Present the lines of the material as a numbered list, starting at the line that contains "# trace the outline of every instance of the green" and ending at the line that contains "POLYGON ((18 186, 9", with blank lines omitted.

[RECORDS FOR THIS TASK]:
** BEGIN **
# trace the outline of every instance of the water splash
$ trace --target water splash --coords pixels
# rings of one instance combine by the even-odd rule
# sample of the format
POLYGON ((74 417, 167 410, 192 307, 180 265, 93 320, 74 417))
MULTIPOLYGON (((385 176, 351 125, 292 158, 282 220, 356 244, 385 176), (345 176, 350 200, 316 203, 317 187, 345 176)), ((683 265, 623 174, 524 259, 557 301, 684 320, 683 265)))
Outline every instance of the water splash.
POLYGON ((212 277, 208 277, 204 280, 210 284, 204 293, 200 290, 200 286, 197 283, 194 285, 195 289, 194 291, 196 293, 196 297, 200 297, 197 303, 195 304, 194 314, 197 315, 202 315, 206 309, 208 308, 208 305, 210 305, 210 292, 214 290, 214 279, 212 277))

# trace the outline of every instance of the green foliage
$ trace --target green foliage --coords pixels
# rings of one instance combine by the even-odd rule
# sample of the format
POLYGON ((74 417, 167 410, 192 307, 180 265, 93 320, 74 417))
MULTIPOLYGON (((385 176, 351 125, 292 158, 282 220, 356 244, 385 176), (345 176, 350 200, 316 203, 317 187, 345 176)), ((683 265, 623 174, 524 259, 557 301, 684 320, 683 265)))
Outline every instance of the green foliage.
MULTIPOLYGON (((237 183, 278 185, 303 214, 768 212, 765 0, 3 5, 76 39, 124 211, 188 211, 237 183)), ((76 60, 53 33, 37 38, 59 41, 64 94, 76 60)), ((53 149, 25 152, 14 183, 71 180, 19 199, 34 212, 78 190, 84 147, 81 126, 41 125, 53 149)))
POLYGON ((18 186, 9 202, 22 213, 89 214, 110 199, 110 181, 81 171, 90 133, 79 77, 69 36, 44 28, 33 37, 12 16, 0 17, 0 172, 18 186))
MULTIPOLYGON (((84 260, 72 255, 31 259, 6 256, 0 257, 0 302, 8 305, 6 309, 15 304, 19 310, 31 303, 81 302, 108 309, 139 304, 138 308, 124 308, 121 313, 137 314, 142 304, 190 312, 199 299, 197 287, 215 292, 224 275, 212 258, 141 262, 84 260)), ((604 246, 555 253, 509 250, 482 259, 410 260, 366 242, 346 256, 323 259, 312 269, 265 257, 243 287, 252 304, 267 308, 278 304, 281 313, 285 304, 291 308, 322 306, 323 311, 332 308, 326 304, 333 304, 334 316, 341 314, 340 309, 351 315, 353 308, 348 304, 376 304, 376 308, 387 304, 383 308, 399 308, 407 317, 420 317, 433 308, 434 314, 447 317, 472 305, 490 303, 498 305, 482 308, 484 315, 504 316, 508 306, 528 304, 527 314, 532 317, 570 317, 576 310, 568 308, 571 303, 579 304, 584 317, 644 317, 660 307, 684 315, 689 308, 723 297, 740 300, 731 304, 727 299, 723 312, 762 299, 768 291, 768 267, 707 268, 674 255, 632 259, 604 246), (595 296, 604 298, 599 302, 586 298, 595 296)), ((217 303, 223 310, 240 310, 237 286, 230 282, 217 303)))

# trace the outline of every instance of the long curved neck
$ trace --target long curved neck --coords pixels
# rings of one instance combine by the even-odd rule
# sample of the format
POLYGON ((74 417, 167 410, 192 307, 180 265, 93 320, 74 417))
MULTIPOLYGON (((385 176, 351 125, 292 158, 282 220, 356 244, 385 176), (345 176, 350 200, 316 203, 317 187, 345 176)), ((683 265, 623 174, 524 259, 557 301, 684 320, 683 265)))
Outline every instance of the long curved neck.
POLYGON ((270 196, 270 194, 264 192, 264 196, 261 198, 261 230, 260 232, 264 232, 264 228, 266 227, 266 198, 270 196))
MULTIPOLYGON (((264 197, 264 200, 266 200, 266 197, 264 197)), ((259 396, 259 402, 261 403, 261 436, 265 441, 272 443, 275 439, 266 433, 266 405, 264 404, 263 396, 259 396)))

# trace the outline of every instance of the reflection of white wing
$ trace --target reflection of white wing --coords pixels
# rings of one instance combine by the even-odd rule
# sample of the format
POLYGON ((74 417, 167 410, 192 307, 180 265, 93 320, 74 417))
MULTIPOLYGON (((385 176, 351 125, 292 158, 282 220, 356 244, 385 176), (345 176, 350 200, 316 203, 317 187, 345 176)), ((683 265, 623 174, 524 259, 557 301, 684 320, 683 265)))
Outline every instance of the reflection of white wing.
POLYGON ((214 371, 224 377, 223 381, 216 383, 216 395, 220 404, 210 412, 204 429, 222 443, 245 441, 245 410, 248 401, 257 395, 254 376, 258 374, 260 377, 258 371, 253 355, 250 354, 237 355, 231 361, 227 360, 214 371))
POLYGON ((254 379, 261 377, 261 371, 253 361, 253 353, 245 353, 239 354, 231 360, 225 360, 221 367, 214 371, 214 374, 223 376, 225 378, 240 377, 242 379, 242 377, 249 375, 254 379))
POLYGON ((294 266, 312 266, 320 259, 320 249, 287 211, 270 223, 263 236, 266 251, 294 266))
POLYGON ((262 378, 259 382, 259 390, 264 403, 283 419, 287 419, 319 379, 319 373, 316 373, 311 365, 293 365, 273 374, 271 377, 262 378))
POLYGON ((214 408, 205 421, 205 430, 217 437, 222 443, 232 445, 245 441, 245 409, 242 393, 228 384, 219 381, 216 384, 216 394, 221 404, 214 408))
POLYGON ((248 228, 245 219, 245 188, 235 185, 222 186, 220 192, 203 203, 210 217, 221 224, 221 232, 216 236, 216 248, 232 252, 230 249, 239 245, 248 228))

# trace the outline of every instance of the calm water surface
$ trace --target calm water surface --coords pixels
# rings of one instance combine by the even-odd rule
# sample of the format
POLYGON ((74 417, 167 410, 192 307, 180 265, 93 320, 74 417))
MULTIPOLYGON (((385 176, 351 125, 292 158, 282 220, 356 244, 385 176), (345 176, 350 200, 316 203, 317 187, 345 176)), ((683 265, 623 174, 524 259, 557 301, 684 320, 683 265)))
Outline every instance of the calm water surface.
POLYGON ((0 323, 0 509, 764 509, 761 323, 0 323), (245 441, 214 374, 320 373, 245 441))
** END **
[SOLUTION FOR THIS PROBLEM]:
1. # trace the outline of every instance of the green foliage
2. $ trace --target green foliage --coords pixels
3. # rings of one instance combine by the even-odd rule
4. # sample of the format
5. POLYGON ((74 417, 167 410, 192 307, 180 265, 93 320, 74 417))
6. MULTIPOLYGON (((385 176, 351 125, 292 158, 282 220, 356 244, 385 176), (345 176, 350 200, 316 203, 317 187, 345 176)), ((683 265, 623 174, 524 259, 557 301, 684 320, 683 265)))
7. Outline every instance of the green foliage.
8. MULTIPOLYGON (((237 183, 278 185, 303 214, 768 212, 765 0, 3 5, 76 39, 124 211, 188 211, 237 183)), ((76 60, 53 33, 37 38, 59 41, 64 94, 76 60)), ((53 149, 25 152, 14 183, 71 180, 19 199, 34 212, 78 190, 84 147, 81 126, 41 125, 53 149)))
9. POLYGON ((18 186, 9 202, 22 213, 89 214, 110 199, 110 181, 81 171, 90 133, 79 77, 69 36, 44 28, 33 37, 12 16, 0 17, 0 172, 18 186))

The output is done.